(Point localization data)
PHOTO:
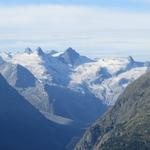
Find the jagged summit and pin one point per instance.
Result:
(70, 51)
(28, 50)
(72, 58)
(39, 51)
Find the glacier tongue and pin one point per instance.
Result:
(105, 78)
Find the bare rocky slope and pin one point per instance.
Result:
(126, 126)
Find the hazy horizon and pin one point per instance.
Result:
(94, 29)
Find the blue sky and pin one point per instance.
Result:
(101, 28)
(128, 4)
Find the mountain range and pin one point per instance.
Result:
(67, 90)
(126, 125)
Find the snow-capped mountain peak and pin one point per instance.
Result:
(72, 58)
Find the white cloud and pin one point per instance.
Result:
(85, 28)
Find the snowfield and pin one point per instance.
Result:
(105, 78)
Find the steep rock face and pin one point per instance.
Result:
(23, 127)
(126, 125)
(107, 78)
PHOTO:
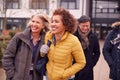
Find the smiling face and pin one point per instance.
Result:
(84, 27)
(57, 25)
(36, 24)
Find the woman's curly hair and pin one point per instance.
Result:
(68, 19)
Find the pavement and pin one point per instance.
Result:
(101, 70)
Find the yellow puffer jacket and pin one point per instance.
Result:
(61, 55)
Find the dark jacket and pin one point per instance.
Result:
(92, 54)
(111, 52)
(18, 56)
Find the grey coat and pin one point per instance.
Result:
(111, 52)
(16, 62)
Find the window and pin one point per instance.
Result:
(39, 4)
(69, 4)
(13, 4)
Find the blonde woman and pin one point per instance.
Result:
(22, 54)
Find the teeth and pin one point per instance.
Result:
(53, 28)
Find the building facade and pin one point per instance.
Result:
(16, 13)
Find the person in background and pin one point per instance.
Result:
(22, 54)
(90, 45)
(111, 51)
(64, 47)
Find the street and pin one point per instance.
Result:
(101, 70)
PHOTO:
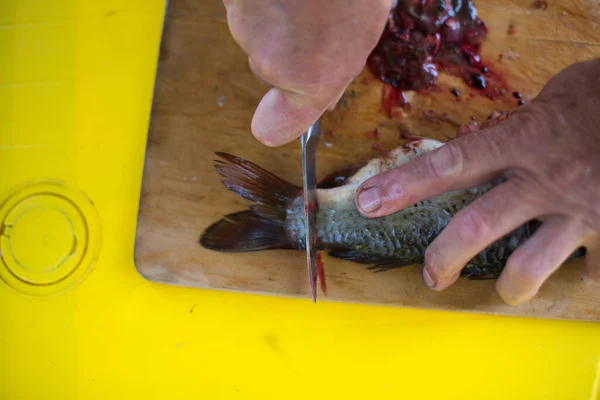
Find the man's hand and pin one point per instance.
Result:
(549, 151)
(308, 50)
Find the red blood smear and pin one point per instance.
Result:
(422, 36)
(310, 206)
(511, 30)
(374, 134)
(321, 273)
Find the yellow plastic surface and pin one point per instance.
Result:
(76, 80)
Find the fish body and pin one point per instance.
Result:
(276, 220)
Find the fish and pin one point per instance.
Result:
(275, 219)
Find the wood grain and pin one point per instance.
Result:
(204, 101)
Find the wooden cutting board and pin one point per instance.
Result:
(204, 101)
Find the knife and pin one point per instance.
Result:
(310, 141)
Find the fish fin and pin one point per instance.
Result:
(339, 178)
(256, 184)
(245, 232)
(378, 264)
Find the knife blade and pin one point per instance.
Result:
(310, 140)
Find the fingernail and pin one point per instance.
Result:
(427, 278)
(368, 199)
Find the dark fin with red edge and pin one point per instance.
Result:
(339, 178)
(245, 232)
(378, 264)
(256, 184)
(260, 228)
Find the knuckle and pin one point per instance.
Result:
(267, 68)
(447, 161)
(524, 271)
(473, 223)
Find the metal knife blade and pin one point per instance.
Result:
(310, 140)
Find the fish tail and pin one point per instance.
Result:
(262, 227)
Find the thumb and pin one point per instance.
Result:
(282, 115)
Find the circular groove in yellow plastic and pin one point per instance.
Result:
(49, 238)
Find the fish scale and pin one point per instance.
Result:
(276, 220)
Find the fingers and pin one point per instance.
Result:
(531, 264)
(592, 262)
(465, 162)
(472, 229)
(282, 116)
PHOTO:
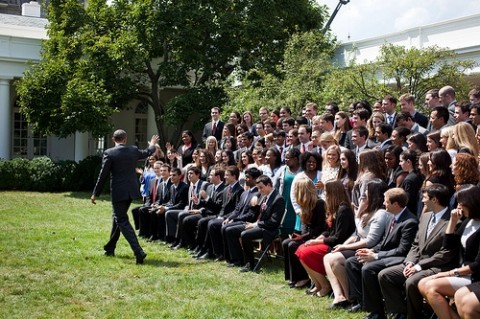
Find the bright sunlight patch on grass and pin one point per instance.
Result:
(52, 266)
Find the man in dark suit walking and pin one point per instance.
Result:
(363, 268)
(119, 163)
(271, 210)
(426, 257)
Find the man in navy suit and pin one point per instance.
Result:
(244, 213)
(119, 162)
(427, 257)
(214, 127)
(363, 268)
(271, 209)
(407, 104)
(231, 197)
(157, 221)
(178, 201)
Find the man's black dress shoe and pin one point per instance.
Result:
(355, 308)
(204, 256)
(234, 264)
(177, 247)
(246, 268)
(220, 258)
(340, 305)
(152, 239)
(140, 257)
(375, 315)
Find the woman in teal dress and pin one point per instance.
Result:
(283, 181)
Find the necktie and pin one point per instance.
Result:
(263, 207)
(154, 193)
(192, 195)
(431, 225)
(164, 187)
(392, 225)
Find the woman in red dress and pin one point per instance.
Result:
(341, 224)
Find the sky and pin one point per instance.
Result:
(362, 19)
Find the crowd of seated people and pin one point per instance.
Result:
(378, 207)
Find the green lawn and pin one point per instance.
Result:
(52, 266)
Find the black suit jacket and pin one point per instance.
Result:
(471, 253)
(396, 244)
(272, 216)
(207, 131)
(214, 202)
(119, 163)
(317, 224)
(421, 119)
(179, 197)
(187, 153)
(161, 198)
(243, 211)
(412, 185)
(201, 185)
(429, 252)
(230, 200)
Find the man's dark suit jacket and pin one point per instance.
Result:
(421, 119)
(429, 252)
(230, 199)
(207, 131)
(201, 185)
(160, 198)
(120, 162)
(471, 252)
(396, 243)
(179, 197)
(187, 153)
(214, 202)
(243, 212)
(412, 185)
(271, 218)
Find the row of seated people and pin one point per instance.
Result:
(382, 263)
(392, 261)
(214, 220)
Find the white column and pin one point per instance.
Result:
(81, 146)
(151, 124)
(5, 120)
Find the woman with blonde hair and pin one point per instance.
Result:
(447, 141)
(371, 221)
(375, 120)
(211, 145)
(312, 218)
(371, 165)
(340, 225)
(342, 126)
(331, 166)
(248, 121)
(464, 137)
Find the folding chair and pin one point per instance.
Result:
(266, 246)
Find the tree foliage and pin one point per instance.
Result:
(398, 70)
(306, 63)
(99, 57)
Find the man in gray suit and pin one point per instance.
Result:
(426, 257)
(119, 162)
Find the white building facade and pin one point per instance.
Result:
(20, 43)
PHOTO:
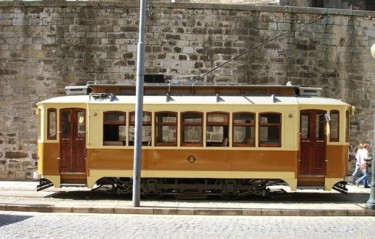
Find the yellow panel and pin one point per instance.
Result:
(337, 163)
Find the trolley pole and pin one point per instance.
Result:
(139, 108)
(371, 201)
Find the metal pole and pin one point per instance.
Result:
(139, 108)
(371, 201)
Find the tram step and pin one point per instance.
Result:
(310, 187)
(73, 185)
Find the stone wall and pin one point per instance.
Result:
(45, 46)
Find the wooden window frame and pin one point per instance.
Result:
(49, 135)
(144, 123)
(245, 124)
(337, 139)
(265, 144)
(347, 126)
(185, 124)
(117, 122)
(225, 123)
(161, 124)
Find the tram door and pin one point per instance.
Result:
(313, 143)
(72, 146)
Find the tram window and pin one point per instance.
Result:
(243, 129)
(334, 126)
(38, 113)
(320, 123)
(166, 128)
(217, 130)
(191, 125)
(51, 123)
(270, 130)
(347, 126)
(114, 128)
(146, 128)
(65, 124)
(305, 129)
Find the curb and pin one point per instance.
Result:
(185, 211)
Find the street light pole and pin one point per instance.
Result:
(139, 108)
(371, 201)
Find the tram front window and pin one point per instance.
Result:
(114, 128)
(217, 130)
(270, 130)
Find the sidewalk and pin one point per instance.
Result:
(22, 196)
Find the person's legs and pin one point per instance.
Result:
(355, 173)
(363, 178)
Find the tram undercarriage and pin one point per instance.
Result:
(191, 188)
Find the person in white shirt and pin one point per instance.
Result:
(363, 155)
(357, 163)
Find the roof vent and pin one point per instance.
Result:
(76, 90)
(310, 91)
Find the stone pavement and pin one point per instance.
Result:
(22, 196)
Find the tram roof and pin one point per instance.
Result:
(198, 100)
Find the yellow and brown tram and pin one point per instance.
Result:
(225, 140)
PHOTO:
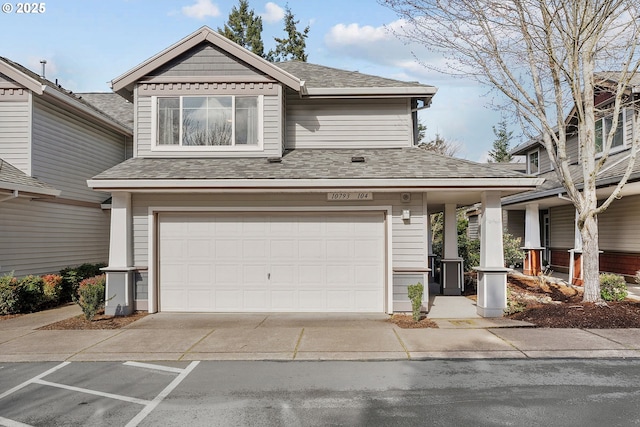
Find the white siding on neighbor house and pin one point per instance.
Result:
(68, 150)
(619, 225)
(562, 226)
(271, 133)
(39, 237)
(409, 237)
(346, 123)
(205, 60)
(15, 127)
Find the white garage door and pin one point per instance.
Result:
(261, 262)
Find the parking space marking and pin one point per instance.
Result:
(94, 392)
(10, 423)
(155, 367)
(148, 405)
(160, 397)
(32, 380)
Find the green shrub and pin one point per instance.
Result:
(72, 276)
(52, 289)
(91, 295)
(612, 287)
(31, 293)
(9, 295)
(415, 295)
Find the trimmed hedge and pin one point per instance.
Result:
(34, 293)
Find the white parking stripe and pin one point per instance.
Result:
(10, 423)
(160, 397)
(32, 380)
(156, 367)
(94, 392)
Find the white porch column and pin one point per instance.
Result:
(532, 249)
(492, 275)
(119, 291)
(452, 280)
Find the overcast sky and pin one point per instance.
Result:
(88, 43)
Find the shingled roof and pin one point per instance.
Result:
(319, 76)
(316, 164)
(610, 174)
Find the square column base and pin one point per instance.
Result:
(492, 291)
(119, 291)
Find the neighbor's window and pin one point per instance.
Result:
(603, 127)
(208, 121)
(533, 162)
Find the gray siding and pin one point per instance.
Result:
(409, 237)
(205, 60)
(39, 237)
(562, 226)
(68, 150)
(515, 223)
(360, 123)
(618, 226)
(272, 133)
(15, 120)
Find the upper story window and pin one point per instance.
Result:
(603, 127)
(208, 121)
(533, 162)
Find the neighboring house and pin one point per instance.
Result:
(51, 142)
(289, 187)
(545, 218)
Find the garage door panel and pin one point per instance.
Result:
(228, 248)
(311, 300)
(272, 262)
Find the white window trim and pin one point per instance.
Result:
(529, 172)
(208, 148)
(624, 145)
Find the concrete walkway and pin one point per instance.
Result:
(189, 336)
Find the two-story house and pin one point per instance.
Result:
(51, 142)
(289, 187)
(545, 218)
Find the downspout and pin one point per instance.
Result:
(14, 195)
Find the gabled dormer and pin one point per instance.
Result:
(205, 96)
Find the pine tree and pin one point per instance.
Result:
(244, 27)
(294, 45)
(500, 151)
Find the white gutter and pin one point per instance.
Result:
(377, 91)
(320, 184)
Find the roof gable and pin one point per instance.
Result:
(124, 84)
(20, 75)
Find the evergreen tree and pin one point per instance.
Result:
(244, 27)
(500, 151)
(294, 45)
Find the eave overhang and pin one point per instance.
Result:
(124, 84)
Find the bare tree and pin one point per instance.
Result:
(544, 57)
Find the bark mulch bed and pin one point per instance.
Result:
(550, 305)
(100, 321)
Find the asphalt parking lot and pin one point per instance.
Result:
(115, 394)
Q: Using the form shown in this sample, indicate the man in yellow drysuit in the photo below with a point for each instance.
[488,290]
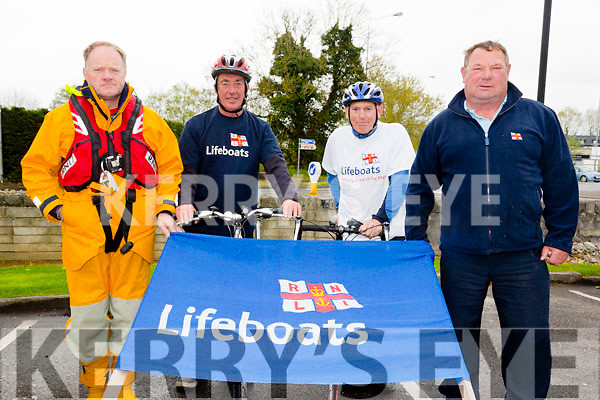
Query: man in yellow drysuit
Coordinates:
[109,169]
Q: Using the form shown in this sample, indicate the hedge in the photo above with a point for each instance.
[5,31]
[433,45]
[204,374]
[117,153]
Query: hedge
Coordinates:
[19,127]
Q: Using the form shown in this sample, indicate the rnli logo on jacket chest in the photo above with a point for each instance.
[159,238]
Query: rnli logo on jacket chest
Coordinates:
[238,145]
[301,296]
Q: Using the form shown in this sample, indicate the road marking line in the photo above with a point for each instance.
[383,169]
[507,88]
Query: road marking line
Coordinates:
[12,335]
[585,295]
[414,390]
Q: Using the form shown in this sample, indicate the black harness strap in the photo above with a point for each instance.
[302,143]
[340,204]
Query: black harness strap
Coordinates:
[126,138]
[112,243]
[94,136]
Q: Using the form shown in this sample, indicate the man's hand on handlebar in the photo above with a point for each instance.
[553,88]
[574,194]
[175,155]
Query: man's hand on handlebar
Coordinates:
[185,213]
[167,224]
[371,228]
[291,208]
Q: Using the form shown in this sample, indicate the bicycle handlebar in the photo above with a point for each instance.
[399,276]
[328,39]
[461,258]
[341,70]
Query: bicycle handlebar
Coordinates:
[231,217]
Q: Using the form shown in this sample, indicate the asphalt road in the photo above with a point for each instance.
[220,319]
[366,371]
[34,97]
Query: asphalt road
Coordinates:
[38,343]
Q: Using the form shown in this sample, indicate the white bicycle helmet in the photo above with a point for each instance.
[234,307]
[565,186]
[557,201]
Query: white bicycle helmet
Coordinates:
[230,64]
[360,91]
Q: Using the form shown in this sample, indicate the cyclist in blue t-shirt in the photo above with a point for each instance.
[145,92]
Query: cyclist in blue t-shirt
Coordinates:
[222,149]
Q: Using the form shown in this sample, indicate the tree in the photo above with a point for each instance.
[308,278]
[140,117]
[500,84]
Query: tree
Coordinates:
[592,122]
[304,91]
[571,121]
[406,102]
[60,97]
[18,98]
[181,102]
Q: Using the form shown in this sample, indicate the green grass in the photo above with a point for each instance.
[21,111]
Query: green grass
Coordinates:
[32,280]
[44,280]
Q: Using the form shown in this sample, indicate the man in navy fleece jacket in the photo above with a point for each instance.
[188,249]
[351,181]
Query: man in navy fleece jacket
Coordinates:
[502,162]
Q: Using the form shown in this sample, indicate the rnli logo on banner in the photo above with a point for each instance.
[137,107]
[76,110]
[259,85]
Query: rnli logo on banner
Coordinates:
[301,296]
[370,159]
[238,140]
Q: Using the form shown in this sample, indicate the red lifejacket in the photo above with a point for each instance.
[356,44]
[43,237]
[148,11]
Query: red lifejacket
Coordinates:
[123,151]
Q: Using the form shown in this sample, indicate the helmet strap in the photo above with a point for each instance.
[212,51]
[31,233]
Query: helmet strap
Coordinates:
[243,101]
[373,129]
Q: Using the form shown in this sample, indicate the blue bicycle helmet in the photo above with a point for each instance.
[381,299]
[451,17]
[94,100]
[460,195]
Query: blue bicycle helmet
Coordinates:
[360,91]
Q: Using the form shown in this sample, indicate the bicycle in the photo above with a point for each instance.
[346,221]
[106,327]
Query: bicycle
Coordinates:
[237,221]
[337,232]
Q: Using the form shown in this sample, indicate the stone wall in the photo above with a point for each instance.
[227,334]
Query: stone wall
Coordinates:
[25,236]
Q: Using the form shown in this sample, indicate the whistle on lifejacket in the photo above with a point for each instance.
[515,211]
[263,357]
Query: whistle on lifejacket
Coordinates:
[108,180]
[126,247]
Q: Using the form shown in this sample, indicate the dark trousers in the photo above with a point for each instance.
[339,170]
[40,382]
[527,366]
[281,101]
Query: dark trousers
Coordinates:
[521,289]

### Exercise directions
Would you please copy every line in the data that contains the word "logo"?

### Solution
Q: Using the form shown in this sample, indicate the rnli logo on jacket chest in the photo above with a point for each instance.
Query: rnli logo on jacket chest
Q: Using the form shown in this sample, indicate the rnli logo on banner in the photo above with a point for each instance.
Query: rnli logo on banner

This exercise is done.